■ Task
Each line of the material that mentions the word "bench" is to be copied.

■ Records to use

--------------------

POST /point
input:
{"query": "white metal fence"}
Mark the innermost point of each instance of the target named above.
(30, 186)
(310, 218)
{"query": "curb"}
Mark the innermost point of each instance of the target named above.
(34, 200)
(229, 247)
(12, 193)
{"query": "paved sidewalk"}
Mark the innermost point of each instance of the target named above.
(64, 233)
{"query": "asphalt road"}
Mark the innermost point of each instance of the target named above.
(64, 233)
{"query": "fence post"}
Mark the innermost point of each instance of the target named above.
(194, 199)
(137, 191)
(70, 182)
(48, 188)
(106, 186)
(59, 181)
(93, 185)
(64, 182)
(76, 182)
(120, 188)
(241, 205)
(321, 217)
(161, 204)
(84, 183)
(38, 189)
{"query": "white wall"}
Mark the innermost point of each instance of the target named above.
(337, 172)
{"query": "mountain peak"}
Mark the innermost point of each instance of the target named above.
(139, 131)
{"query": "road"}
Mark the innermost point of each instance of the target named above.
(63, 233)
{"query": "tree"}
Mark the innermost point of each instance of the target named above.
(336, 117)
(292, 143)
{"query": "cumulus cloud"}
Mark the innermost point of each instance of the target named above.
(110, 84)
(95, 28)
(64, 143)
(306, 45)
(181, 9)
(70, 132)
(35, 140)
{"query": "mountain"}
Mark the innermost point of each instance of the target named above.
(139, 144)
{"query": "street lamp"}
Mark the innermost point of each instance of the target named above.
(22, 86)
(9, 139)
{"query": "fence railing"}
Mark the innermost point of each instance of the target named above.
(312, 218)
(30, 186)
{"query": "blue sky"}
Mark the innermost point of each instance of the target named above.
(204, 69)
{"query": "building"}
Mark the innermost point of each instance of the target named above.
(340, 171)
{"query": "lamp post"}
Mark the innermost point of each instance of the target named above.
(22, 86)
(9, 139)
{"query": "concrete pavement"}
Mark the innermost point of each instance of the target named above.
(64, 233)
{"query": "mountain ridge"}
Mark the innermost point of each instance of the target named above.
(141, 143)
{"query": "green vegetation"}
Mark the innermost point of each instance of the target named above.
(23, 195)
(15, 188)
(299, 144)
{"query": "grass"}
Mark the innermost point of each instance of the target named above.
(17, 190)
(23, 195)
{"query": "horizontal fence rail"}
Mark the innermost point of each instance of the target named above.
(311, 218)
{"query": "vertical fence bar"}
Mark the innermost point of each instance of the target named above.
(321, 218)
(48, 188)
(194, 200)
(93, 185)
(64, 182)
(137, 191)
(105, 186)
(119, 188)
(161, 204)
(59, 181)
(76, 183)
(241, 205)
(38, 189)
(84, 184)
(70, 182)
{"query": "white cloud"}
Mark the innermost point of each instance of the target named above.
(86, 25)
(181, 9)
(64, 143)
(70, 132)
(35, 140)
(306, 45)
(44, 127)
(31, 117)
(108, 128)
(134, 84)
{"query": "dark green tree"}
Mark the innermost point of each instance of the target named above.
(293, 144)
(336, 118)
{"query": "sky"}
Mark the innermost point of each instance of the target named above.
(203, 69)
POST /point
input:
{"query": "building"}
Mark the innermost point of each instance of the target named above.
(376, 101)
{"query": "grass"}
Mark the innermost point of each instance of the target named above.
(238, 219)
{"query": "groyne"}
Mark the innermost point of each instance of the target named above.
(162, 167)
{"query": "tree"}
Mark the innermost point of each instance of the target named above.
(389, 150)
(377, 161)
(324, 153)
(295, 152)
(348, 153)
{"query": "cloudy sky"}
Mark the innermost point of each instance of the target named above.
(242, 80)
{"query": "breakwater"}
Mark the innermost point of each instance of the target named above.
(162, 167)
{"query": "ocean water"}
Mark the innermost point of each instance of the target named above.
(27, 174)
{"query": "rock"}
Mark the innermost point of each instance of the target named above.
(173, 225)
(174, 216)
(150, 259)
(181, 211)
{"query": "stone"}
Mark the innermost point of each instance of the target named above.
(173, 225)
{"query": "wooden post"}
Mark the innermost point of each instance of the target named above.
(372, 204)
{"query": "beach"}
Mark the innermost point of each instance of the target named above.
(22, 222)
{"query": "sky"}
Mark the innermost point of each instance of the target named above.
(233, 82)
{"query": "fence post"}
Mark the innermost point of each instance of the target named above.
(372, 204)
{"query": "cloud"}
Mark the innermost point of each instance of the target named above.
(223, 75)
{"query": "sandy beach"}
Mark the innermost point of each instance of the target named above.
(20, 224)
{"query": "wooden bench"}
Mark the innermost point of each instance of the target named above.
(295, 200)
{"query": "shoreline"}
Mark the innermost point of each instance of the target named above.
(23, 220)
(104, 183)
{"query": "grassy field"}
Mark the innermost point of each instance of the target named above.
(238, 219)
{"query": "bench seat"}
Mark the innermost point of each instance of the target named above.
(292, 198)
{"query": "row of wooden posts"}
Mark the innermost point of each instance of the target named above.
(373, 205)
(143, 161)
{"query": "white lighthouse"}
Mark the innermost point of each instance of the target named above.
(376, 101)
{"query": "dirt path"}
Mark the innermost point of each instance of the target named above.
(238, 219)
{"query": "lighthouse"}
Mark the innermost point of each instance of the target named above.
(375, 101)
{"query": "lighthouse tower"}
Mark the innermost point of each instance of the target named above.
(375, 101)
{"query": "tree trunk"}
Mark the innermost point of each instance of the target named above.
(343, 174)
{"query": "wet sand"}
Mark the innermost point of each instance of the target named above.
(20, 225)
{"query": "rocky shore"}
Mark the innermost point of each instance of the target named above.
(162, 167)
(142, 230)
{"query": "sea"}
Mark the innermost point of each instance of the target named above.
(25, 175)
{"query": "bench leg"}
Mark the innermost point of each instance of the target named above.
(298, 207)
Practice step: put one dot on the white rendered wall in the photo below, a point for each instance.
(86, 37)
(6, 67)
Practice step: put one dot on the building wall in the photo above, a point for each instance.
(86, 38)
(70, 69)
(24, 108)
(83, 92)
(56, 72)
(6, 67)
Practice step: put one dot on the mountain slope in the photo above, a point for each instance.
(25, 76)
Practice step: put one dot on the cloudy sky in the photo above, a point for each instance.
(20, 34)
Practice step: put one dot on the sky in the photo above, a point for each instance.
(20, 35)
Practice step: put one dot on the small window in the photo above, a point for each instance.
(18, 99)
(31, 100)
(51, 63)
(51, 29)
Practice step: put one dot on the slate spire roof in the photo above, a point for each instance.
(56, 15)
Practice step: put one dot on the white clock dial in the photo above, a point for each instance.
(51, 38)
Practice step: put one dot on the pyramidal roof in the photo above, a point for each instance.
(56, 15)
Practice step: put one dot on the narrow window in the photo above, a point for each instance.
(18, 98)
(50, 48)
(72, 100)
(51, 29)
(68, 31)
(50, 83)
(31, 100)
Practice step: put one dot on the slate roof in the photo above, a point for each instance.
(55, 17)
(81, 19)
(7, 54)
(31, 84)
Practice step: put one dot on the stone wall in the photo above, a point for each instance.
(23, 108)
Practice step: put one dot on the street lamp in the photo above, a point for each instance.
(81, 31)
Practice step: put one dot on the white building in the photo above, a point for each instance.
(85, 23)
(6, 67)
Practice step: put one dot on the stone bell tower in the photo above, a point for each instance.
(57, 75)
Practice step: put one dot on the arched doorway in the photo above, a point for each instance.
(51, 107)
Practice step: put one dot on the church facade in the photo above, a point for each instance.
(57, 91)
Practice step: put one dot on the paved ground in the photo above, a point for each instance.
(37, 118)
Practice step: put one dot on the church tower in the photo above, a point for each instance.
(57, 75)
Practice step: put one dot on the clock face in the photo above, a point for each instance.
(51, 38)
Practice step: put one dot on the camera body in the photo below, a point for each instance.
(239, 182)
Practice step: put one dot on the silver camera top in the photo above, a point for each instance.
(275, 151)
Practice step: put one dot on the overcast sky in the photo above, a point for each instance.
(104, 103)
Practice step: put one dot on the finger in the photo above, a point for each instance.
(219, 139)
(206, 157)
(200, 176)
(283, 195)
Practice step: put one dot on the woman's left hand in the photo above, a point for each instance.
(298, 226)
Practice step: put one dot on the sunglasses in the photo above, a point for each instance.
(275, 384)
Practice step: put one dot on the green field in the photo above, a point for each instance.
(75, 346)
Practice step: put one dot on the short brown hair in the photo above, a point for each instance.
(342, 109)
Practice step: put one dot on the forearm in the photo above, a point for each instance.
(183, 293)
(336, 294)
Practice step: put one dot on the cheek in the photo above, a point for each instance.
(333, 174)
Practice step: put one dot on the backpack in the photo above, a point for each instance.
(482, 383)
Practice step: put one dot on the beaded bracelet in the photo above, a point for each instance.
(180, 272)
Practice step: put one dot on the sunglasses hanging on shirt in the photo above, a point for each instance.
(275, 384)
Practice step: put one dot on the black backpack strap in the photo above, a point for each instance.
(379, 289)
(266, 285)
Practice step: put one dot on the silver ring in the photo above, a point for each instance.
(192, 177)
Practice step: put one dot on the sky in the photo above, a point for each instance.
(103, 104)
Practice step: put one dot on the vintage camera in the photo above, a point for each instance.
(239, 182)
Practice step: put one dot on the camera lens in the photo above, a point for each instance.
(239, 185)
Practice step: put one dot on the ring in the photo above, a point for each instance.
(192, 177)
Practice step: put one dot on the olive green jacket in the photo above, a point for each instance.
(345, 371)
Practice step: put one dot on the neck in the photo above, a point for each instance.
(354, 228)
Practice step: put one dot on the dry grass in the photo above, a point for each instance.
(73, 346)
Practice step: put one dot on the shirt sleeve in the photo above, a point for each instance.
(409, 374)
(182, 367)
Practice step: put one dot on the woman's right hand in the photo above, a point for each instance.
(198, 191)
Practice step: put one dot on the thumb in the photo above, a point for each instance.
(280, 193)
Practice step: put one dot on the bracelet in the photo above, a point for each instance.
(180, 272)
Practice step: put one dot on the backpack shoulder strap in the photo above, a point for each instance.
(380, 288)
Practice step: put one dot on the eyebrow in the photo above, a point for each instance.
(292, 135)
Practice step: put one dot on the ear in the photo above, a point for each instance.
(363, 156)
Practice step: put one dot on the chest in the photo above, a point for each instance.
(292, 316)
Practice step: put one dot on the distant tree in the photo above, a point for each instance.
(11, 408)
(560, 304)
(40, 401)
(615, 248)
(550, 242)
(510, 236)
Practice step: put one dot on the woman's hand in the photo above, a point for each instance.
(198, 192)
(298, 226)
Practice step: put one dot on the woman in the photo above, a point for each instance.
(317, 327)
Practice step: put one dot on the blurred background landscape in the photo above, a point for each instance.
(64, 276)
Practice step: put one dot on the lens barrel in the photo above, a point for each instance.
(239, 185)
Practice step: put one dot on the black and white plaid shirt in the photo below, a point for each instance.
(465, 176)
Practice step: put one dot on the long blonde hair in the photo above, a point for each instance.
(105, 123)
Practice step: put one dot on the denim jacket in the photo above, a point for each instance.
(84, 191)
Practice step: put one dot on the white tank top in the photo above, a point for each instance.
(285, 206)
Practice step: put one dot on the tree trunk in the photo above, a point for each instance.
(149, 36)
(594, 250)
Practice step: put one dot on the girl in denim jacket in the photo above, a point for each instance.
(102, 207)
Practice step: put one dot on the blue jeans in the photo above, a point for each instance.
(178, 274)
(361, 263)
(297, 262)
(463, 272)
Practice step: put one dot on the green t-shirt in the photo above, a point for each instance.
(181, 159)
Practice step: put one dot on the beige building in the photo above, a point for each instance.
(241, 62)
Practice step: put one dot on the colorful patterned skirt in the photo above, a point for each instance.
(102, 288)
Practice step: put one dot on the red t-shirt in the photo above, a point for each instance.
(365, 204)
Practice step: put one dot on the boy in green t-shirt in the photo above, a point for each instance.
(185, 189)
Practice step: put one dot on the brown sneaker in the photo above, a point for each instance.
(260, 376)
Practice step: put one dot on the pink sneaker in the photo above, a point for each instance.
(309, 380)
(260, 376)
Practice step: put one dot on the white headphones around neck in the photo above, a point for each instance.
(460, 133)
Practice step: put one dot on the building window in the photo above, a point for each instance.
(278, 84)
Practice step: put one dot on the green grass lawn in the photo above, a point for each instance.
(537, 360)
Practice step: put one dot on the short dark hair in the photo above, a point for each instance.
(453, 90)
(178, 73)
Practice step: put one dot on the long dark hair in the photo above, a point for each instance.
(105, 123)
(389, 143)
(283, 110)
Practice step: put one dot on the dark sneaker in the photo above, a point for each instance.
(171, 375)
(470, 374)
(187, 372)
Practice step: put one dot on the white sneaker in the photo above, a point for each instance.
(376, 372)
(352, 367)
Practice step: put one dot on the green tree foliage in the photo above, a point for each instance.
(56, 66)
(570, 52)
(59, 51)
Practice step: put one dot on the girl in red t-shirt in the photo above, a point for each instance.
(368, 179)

--------------------

■ Answer area
{"query": "wooden bench"}
{"query": "bench seat"}
{"query": "bench leg"}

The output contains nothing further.